• [Task A]:
Write out the part of the risk perception passage that begins at the words "What Is Risk" and ends after the words "with their plans.".
• [Task B]:
Answer these questions from the risk perception passage:
(i) Which two activities mark the range of everyday activities that carry some type of risk?
(ii) What traffic decision is given as an example of a minor choice based on risk perception?
(iii) What does a couple deciding to try for another baby after a miscarriage often weigh?
• [Task C]:
Carry on the passage about risk perception from where it stops.

• [Reading passage]:
-----
What Is Risk Perception?
Risk perception refers to how a person perceives the risk associated with a specific activity or event. Just about every activity, from grocery shopping to skydiving, has some type of risk associated with it. Most people weigh the potential for danger against the benefits of the activity and decide whether to go through with it. Risk perception is highly subjective, with each person making their own decision about the potential danger involved in various activities.
Large, life-altering decisions rely heavily on risk perception. For example, a couple deciding to try to have another baby after a miscarriage often weighs the risk of losing that baby against the potential benefits of another pregnancy. If the couple decides that the chances of a happy ending are higher than the risk of losing the baby, they may determine that it is safe to proceed with their plans.
People also make minor decisions based on risk perception every day. These small decisions include deciding the best moment to merge into traffic or choosing a lunch based on foods that haven’t caused the diner to suffer from indigestion in the past. Most people make their decisions without giving it much thought, or base those decisions on routines that have worked well for them in the past. For example, a diner choosing her lunch may get the same thing every day, or have a limited selection from which she chooses. She already knows that none of those selections are likely to disagree with her, so she perceives their risk to her gastrointestinal tract as minor.
-----
• [Coordinate annotation entries]:
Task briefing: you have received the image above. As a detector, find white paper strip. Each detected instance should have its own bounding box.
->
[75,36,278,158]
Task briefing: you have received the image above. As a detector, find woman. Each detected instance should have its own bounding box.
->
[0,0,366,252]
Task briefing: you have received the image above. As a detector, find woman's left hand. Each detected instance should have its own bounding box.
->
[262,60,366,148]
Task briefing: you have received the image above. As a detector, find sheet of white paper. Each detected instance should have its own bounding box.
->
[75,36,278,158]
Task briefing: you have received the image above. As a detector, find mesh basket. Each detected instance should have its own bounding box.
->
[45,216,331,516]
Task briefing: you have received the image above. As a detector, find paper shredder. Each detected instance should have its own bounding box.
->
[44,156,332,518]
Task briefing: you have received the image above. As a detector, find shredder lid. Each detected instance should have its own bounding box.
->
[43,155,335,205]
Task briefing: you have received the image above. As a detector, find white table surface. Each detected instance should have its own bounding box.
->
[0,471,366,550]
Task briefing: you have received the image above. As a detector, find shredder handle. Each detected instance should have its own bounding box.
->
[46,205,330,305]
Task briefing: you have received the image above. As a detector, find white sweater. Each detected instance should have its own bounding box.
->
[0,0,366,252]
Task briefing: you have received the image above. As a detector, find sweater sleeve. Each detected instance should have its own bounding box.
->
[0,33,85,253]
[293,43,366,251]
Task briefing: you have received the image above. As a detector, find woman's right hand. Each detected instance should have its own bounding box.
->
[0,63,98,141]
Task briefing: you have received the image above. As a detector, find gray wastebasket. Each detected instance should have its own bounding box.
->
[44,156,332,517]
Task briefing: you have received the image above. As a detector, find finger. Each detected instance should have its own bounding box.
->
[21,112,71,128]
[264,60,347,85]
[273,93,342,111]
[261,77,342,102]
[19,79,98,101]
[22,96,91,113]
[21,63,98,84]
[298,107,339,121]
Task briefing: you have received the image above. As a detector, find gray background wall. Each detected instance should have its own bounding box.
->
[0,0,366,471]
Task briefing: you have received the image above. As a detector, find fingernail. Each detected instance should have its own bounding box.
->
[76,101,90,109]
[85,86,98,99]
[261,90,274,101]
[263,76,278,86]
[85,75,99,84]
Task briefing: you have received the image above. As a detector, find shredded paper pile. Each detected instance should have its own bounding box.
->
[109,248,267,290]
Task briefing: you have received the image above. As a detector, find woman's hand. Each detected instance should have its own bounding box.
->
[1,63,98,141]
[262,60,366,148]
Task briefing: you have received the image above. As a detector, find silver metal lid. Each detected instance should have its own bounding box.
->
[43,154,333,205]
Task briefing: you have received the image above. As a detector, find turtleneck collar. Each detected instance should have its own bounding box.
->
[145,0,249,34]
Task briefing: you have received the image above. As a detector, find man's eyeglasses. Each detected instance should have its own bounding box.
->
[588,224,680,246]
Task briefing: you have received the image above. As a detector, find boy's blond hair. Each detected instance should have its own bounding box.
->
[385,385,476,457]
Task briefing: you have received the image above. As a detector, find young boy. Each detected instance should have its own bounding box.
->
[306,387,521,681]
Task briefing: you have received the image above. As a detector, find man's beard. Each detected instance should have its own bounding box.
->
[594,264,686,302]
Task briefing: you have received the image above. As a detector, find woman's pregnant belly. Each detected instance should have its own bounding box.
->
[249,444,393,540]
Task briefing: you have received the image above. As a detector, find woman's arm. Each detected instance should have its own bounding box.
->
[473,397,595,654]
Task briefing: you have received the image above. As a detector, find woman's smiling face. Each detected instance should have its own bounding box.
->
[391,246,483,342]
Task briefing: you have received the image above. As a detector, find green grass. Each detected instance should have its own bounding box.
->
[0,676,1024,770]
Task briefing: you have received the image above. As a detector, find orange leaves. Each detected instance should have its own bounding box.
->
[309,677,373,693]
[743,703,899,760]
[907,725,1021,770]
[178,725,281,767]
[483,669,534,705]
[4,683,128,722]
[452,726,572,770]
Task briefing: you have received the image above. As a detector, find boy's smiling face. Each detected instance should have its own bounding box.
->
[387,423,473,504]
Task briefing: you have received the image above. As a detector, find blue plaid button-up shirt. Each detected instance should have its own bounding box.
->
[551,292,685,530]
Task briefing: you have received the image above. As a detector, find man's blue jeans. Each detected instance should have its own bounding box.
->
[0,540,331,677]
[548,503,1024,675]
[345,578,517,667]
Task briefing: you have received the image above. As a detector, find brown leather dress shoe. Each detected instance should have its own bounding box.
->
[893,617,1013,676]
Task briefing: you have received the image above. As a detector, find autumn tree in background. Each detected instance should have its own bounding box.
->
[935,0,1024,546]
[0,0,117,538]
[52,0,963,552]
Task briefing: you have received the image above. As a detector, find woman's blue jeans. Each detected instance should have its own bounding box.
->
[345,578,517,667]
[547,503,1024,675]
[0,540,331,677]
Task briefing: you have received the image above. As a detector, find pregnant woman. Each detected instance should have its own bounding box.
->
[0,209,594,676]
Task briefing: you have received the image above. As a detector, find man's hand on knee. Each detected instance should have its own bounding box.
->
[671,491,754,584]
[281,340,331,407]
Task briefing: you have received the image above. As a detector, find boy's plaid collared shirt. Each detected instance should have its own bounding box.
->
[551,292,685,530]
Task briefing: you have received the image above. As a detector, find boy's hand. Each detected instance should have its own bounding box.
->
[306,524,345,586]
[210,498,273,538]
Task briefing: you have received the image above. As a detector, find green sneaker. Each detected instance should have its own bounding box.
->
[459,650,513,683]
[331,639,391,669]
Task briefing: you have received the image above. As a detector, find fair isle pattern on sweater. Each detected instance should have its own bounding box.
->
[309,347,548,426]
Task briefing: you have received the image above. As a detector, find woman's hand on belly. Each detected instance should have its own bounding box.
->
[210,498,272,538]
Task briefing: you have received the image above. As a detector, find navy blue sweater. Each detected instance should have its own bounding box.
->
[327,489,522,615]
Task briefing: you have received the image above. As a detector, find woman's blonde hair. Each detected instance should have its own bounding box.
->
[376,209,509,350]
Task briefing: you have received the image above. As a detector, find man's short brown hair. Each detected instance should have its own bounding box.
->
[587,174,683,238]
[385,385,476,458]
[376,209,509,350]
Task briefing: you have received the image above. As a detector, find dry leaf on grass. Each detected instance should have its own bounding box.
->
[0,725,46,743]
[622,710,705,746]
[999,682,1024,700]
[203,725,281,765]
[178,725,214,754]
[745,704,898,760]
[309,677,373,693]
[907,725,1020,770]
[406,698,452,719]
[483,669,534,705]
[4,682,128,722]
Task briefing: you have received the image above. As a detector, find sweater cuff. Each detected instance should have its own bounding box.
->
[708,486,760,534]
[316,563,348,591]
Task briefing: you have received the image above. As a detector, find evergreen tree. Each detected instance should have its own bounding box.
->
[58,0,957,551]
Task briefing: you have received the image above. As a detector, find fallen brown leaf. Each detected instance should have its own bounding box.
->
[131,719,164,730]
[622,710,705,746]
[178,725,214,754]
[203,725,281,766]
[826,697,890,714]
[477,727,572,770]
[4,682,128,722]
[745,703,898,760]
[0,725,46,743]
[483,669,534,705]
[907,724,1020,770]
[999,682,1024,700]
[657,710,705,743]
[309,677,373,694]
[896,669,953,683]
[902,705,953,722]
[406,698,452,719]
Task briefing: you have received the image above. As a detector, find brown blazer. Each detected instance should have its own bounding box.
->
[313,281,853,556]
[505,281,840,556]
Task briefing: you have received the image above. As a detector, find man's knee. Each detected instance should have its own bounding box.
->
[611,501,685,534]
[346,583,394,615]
-----
• [Task response A]:
What Is Risk Perception?
Risk perception refers to how a person perceives the risk associated with a specific activity or event. Just about every activity, from grocery shopping to skydiving, has some type of risk associated with it. Most people weigh the potential for danger against the benefits of the activity and decide whether to go through with it. Risk perception is highly subjective, with each person making their own decision about the potential danger involved in various activities.
Large, life-altering decisions rely heavily on risk perception. For example, a couple deciding to try to have another baby after a miscarriage often weighs the risk of losing that baby against the potential benefits of another pregnancy. If the couple decides that the chances of a happy ending are higher than the risk of losing the baby, they may determine that it is safe to proceed with their plans.

• [Task response B]:
(i) Grocery shopping and skydiving.
(ii) Deciding the best moment to merge into traffic.
(iii) The risk of losing that baby against the potential benefits of another pregnancy.

• [Task response C]:
In some cases, a person’s risk perception can be skewed by life events, making him or her believe that something is far riskier than statistics indicate it is. For example, statistically speaking, most planes make it to their destination without crashing. Those who have lost a loved one in a plane crash, however, overestimate the risk involved in flying and may develop a phobia about using that mode of transportation.
Psychological disorders can also play a role in altering risk perception. Someone with anxiety disorder may overestimate the risk associated with everyday tasks, such as driving to work or giving an important presentation in front of a group of colleagues. Other disorders can cause affected individuals to underestimate the risk of an activity. Drugs and alcohol can also significantly impact the user’s ability to properly assess risk. Alcohol, for example, tends to lower inhibitions and allows drinkers to believe they are less susceptible to harm.
I have issues with anxiety, so I perceive a lot of things to be risks. Other people think I'm overreacting, but there are a lot of things I would rather avoid.
I quit my job and started working from home because the sixty-mile round trip commute seemed too dangerous. I feel like I put my life in too many other people's hands when I get out on the road.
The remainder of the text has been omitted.